Brett Bellmore 05.05.08 at 1:40 am

“By the way, Brett, did you really mean to say that because the climate is a dynamical system with strong positive feedback effects, we should be entirely happy to fiddle with it?”

We’re fiddling with it whatever we do. Even choosing not to do something is a choice. What I mean to say is that if we’re going to deliberately fiddle with it, we ought to have both the brakes AND the accelerator under our control. So that if we put the brakes on global warming only to find that it WAS holding off the next ice age, we’re not left with no options.

And I really think a bit more humility about whether or not we know that’s not the case is in order.

57

John Emerson 05.05.08 at 2:38 am

Hillary can’t fool me. She remains a neoliberal.

58

Hattie 05.05.08 at 6:29 am

I think the government should PAY people to use gas.

59

bi 05.05.08 at 9:49 am

I’ll repeat my question to all climate inactivists including Brett:

How many times must the climate inactivists’ various statements be outright falsified before they’ll admit that they full of crap and just leave things to the real experts?

— bi, Intl. J. Inact.

60

Barry 05.05.08 at 12:57 pm

bi, many of them are professional, paid liars, and will only stop lying when the checks stop clearing the bank (Milloy, Murray, etc.). Others are right-wingers, who would argue against gravity itself if they though that Newton was a Evul Librul. They’ll only stop when they can move on to a new, better set of lies – heck, Brett acts as if being less than 100% fullash*t would lead to some horrible fate. He cranks out BS and flat-out lies as if they were protecting him from a fearsome demon which longs to drag him to hell.

************

* **TASKS FOR THIS EXERCISE**
[1] Answer these questions about the climate comment thread:
(a) If we deliberately fiddle with the climate, which two controls does Brett Bellmore say we ought to have?
(b) What does Hattie think the government should pay people to do?
(c) Which two names does Barry give in parentheses as examples of professional, paid liars?
[2] Pick up the climate comment thread after its final sentence and carry it on.
The listing comes from a different source than the climate comment thread.

* **DATASET EXTRACT**
************

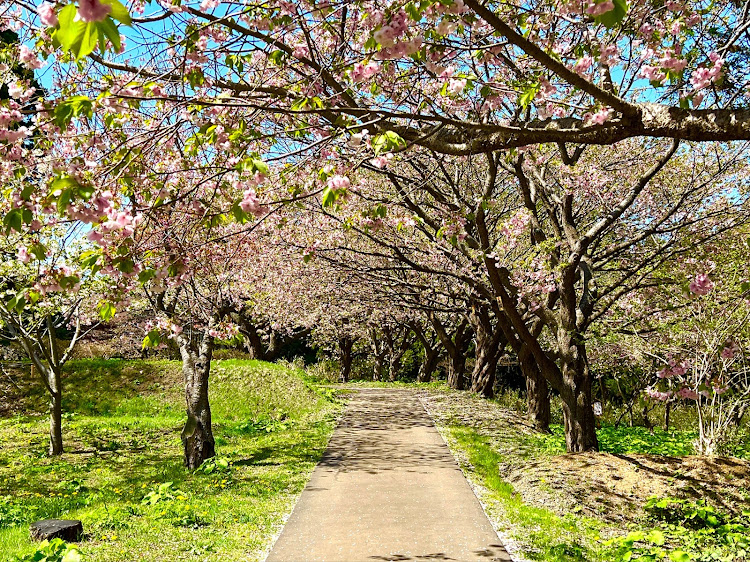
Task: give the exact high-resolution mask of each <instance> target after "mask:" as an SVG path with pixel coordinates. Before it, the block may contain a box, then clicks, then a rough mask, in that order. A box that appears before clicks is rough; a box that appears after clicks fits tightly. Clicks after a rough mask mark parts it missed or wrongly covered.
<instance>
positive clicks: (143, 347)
mask: <svg viewBox="0 0 750 562" xmlns="http://www.w3.org/2000/svg"><path fill="white" fill-rule="evenodd" d="M159 343H161V334H160V333H159V330H151V331H150V332H149V333H148V334H146V337H145V338H143V349H146V348H147V347H156V346H157V345H159ZM170 484H171V483H170Z"/></svg>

************

* **RESULTS OF THE EXERCISE**
[1]
(a) Both the brakes and the accelerator.
(b) Use gas.
(c) Milloy and Murray.

[2]
61

newshutz 05.05.08 at 1:00 pm

I have to agree with other posters that why this ridiculous position should be favored over other ones as the deciding factor.

Hillery, Obama – prevent new energy sources

Obama, McCain – unrepentant criminal associates (Ayers, Liddy)

Hillery, Obama – Mess up the US Health Care even more

Hillery, McCain – McCain-Feingold

All 3 — fiscal irresponsibility

If measured only on the lack of stupid policies, then the last US president that was actually qualified for office was Coolidge.

62

Alex 05.05.08 at 1:21 pm

What I mean to say is that if we’re going to deliberately fiddle with it, we ought to have both the brakes AND the accelerator under our control.

Type one error of fact. You’re not arguing for conservatism, but radicalism; you’re suggesting continuing to accelerate.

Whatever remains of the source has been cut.